• **SUPPLIED MATERIAL**
- - - - - - -
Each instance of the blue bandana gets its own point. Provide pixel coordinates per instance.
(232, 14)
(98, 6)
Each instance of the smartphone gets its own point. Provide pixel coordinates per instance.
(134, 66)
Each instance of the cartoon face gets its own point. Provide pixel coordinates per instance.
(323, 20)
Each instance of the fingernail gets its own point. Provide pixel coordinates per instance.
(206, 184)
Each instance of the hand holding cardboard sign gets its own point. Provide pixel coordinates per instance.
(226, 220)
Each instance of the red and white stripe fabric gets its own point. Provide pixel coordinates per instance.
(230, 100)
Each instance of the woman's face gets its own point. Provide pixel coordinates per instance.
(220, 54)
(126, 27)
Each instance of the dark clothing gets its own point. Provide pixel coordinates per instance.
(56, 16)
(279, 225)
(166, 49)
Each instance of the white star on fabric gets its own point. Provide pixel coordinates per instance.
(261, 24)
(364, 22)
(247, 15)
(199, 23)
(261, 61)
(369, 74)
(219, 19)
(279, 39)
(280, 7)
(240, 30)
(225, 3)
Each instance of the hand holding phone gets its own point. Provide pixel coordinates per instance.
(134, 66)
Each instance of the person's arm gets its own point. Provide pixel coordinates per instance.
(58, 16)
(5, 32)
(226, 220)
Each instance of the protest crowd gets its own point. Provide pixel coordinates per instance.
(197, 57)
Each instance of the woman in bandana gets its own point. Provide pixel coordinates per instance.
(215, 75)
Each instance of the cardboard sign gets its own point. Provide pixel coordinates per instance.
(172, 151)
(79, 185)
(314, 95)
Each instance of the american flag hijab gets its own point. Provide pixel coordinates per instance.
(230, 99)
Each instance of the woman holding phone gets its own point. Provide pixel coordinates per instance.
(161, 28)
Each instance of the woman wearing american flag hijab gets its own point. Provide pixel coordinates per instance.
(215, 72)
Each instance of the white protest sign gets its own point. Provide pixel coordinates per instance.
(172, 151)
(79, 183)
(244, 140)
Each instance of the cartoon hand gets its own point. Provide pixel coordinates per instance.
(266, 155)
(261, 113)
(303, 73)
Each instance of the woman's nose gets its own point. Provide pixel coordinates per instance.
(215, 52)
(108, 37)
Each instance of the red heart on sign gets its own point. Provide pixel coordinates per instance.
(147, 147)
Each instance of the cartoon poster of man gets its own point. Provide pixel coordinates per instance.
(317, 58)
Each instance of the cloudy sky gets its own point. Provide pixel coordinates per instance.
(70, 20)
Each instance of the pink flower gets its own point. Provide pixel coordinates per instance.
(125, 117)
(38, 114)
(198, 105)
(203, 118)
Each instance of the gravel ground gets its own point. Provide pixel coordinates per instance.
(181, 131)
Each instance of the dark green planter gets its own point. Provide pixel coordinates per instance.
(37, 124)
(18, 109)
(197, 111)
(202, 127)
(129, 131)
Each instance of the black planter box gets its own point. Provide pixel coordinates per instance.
- - - - - - -
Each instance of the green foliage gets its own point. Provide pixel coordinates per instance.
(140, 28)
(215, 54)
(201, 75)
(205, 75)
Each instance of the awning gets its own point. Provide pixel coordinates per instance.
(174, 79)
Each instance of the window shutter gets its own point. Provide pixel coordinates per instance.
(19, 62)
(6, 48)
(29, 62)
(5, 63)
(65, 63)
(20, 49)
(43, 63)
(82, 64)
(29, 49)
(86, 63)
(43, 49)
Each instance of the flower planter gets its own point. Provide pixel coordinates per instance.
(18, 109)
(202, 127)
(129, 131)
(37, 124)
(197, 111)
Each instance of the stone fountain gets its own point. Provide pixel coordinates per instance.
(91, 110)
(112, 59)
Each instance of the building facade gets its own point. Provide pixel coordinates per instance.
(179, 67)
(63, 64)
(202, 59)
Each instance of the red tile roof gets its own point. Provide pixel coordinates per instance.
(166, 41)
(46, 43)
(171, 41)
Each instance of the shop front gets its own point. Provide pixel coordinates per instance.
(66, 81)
- - - - - - -
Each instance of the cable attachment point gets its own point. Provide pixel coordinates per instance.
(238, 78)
- - - - - - -
• **THE PROBLEM**
Report every line in the records that contains the word "hand", matching case exactly.

• **FINAL ANSWER**
Each instance of the hand holding cardboard sign gets its own point. Provide pixel coordinates per instance.
Each instance of the hand holding phone gets its own point. Provide pixel coordinates per instance.
Each instance of the cartoon hand gets its own point. Provide pixel coordinates per instance.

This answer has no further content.